Quoted text:
** Begin **
# etiquette



## GSURugger (Sep 25, 2014)

Copied/pasted from DU
- Don’t encroach on someone else’s spot. If they got there first, go find another hole.

- Quit calling when ducks are working another hunter’s spread. If he has their attention, let him have them.

- Don’t be a sky-buster. Avoid taking shots that are at marginal range. Sky-busting is unsporting, and it results in too many cripples that aren’t recovered.

- Don’t block boat ramps or parking areas any longer than necessary. Be ready to launch with all your gear loaded in, plug installed and straps undone when it’s your turn to launch.  

- Be respectful of hunters in boats with less horsepower than you have. When passing another boat, ease around it with as little wake as possible. Don’t shine a spotlight in another boat driver’s eyes.

- Don’t violate a friend’s trust. If he takes you to a secret spot on a public area, don’t go back there without his knowledge or permission. And never take others there.

- Remember that the Golden Rule certainly applies to hunting on public areas. In all regards, treat others as you would like to be treated. Such respectful behavior will translate into better hunting and greater pleasures for all who must share an area.
** End **
Brief A: In the records, begin at the line that has "[trace] dense foliage -> outlines" and stop after the line that has "[[180,126],[199,126],[197,120],[187,107],[176,109],[177,125]]". Rewrite those lines with "outlines" swapped for "polygons" and everything else unchanged.
The etiquette post and the records have nothing to do with each other.

Source records:
** Begin **
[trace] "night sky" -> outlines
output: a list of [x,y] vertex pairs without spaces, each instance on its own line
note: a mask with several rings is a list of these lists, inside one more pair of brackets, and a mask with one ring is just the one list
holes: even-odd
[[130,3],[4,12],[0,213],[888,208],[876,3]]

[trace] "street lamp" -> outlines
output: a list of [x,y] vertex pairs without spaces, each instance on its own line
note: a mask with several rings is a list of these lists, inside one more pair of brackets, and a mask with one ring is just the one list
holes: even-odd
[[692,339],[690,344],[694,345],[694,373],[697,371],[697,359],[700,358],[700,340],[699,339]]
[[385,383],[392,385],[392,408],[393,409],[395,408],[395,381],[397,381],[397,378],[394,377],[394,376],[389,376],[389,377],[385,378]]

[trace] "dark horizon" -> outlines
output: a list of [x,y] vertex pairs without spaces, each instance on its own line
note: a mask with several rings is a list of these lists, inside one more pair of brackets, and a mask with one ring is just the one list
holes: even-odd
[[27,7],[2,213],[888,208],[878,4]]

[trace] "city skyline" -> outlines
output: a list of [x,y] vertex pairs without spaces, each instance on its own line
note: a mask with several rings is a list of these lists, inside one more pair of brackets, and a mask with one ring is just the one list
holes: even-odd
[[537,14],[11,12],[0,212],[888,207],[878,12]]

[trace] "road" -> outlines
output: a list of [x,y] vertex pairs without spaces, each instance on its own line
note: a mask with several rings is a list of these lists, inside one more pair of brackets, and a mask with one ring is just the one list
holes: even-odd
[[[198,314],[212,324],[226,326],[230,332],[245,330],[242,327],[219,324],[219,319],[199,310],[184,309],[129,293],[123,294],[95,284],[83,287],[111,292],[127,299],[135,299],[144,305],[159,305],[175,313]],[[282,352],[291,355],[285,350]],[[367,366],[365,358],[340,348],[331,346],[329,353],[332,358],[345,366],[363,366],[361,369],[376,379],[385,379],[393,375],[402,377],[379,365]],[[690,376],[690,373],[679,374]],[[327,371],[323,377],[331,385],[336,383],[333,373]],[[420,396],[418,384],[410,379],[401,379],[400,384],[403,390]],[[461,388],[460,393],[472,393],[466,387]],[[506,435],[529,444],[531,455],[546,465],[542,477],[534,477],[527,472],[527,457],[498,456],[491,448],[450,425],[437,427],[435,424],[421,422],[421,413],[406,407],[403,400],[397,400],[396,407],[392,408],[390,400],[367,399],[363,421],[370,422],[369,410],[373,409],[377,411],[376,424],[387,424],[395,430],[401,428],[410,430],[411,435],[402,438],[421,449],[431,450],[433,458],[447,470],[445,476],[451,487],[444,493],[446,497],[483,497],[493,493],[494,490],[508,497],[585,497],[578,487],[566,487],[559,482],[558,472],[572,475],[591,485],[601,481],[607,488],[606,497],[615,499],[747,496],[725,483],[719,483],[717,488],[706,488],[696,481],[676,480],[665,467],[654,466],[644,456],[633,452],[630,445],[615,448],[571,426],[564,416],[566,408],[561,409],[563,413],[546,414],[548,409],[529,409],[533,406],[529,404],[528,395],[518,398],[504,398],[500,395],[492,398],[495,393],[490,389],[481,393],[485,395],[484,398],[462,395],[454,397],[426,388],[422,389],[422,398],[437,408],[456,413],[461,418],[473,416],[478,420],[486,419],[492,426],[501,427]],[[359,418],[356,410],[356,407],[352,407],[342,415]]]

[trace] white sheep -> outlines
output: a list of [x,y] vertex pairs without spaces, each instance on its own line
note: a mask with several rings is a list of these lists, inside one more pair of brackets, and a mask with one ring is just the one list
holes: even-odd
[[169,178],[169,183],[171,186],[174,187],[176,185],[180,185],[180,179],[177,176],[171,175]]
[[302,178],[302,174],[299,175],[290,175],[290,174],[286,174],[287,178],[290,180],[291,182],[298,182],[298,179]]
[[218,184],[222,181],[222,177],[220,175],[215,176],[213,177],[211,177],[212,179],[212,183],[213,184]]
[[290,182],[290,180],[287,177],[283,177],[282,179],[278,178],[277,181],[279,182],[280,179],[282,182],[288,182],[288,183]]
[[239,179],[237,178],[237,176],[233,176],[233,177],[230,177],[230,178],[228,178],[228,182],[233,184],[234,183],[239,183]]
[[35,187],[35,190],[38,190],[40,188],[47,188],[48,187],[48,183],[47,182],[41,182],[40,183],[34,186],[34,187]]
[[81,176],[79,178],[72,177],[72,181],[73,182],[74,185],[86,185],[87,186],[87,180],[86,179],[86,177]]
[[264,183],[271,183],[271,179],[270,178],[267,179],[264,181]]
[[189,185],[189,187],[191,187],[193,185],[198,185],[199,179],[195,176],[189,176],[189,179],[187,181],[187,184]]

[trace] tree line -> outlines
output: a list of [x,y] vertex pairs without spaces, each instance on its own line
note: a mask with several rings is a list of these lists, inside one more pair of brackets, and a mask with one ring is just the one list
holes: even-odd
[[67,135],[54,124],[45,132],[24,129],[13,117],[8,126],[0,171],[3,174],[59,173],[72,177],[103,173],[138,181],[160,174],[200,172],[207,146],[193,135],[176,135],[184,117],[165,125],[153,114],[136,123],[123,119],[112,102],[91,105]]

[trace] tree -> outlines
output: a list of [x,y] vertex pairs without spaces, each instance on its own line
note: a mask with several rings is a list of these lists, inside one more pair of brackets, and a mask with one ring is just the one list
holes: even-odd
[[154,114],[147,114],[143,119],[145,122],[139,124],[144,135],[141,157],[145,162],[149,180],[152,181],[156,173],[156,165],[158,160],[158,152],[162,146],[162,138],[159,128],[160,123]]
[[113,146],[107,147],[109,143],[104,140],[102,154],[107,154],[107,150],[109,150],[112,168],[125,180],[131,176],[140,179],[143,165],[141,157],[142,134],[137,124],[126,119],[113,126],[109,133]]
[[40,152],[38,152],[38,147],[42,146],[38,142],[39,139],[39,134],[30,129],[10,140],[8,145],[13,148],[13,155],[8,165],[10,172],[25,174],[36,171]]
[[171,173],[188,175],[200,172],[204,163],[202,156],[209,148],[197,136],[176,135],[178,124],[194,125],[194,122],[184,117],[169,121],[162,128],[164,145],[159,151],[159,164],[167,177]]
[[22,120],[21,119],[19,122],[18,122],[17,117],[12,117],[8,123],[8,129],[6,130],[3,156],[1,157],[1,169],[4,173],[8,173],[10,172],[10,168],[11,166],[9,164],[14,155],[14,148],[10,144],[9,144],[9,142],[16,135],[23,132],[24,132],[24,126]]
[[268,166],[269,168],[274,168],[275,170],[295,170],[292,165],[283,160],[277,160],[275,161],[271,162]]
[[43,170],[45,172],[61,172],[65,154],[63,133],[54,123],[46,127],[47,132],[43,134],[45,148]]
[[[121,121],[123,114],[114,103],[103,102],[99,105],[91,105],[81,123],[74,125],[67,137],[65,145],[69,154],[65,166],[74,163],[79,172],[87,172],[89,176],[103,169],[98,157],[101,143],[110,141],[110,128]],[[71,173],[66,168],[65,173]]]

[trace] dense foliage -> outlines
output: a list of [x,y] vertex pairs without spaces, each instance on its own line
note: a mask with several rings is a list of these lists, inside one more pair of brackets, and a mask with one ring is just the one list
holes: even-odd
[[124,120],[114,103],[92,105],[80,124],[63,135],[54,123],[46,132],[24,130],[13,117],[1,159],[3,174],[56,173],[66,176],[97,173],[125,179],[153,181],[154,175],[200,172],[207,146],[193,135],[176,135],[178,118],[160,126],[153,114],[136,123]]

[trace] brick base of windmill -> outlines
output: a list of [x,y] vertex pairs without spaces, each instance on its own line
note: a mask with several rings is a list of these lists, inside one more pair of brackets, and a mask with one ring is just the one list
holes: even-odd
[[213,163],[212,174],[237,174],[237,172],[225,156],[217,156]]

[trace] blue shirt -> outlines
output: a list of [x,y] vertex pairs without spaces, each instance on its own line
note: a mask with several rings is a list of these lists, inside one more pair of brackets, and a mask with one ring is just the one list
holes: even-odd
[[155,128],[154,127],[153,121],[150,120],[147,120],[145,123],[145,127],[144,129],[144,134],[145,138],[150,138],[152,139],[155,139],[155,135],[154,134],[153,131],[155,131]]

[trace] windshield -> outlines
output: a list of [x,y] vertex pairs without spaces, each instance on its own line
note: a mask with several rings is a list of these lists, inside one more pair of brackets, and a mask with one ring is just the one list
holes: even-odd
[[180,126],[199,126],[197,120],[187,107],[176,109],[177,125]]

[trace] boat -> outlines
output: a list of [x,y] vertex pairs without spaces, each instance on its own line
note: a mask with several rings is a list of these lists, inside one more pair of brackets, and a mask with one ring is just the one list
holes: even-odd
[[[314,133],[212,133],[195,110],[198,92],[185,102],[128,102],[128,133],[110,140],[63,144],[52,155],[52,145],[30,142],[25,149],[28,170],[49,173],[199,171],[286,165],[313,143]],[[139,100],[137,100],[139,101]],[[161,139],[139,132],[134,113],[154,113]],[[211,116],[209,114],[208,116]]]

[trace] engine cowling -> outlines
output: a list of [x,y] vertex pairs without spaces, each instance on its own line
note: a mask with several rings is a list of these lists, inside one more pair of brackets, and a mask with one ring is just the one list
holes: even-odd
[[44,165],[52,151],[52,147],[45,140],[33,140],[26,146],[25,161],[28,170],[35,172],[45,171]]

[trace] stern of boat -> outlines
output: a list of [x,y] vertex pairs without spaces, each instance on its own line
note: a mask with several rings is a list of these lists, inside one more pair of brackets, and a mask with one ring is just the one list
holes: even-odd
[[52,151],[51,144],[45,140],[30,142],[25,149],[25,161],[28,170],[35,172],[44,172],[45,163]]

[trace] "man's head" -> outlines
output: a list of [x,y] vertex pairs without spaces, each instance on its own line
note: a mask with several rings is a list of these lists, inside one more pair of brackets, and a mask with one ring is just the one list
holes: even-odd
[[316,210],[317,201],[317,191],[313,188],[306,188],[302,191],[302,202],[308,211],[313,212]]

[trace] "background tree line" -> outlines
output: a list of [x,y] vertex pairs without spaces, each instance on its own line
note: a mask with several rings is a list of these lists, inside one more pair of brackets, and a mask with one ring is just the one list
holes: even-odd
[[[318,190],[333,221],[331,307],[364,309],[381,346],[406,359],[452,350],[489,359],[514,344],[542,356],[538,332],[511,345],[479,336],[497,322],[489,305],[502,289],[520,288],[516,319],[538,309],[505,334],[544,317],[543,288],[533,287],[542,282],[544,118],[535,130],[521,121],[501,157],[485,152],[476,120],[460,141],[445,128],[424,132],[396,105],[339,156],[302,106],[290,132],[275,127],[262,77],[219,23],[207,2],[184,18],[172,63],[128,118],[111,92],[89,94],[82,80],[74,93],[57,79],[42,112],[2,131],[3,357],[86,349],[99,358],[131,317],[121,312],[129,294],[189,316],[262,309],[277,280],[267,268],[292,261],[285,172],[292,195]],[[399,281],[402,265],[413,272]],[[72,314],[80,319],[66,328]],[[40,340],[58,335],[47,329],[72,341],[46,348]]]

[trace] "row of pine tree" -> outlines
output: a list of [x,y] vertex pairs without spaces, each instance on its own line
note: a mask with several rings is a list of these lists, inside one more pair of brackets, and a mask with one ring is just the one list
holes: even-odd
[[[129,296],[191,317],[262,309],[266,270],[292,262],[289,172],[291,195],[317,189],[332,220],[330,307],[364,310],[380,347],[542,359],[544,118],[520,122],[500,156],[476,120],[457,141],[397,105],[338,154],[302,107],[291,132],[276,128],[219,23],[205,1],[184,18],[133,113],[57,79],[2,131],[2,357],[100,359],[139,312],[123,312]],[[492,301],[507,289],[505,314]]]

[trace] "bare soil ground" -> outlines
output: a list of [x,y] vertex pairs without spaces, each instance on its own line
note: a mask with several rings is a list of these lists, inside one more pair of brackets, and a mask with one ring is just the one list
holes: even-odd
** End **
Brief B: According to the etiquette post, how should you pass another boat?

Correct answer A:
[trace] dense foliage -> polygons
output: a list of [x,y] vertex pairs without spaces, each instance on its own line
note: a mask with several rings is a list of these lists, inside one more pair of brackets, and a mask with one ring is just the one list
holes: even-odd
[[124,120],[114,103],[92,105],[80,124],[63,135],[54,123],[46,132],[24,130],[13,117],[1,159],[3,174],[56,173],[66,176],[97,173],[125,179],[153,181],[154,175],[200,172],[207,146],[193,135],[176,135],[178,118],[160,126],[153,114],[136,123]]

[trace] brick base of windmill -> polygons
output: a list of [x,y] vertex pairs without spaces, each instance on its own line
note: a mask with several rings is a list of these lists, inside one more pair of brackets, and a mask with one ring is just the one list
holes: even-odd
[[213,163],[212,174],[237,174],[237,172],[225,156],[217,156]]

[trace] blue shirt -> polygons
output: a list of [x,y] vertex pairs without spaces, each instance on its own line
note: a mask with several rings is a list of these lists, inside one more pair of brackets, and a mask with one ring is just the one list
holes: even-odd
[[155,128],[154,127],[153,121],[150,120],[147,120],[145,123],[145,127],[144,129],[144,134],[145,138],[150,138],[152,139],[155,139],[155,135],[154,134],[153,131],[155,131]]

[trace] windshield -> polygons
output: a list of [x,y] vertex pairs without spaces, each instance on its own line
note: a mask with several rings is a list of these lists, inside one more pair of brackets, and a mask with one ring is just the one list
holes: even-odd
[[180,126],[199,126],[197,120],[187,107],[176,109],[177,125]]

Correct answer B: Ease around it with as little wake as possible.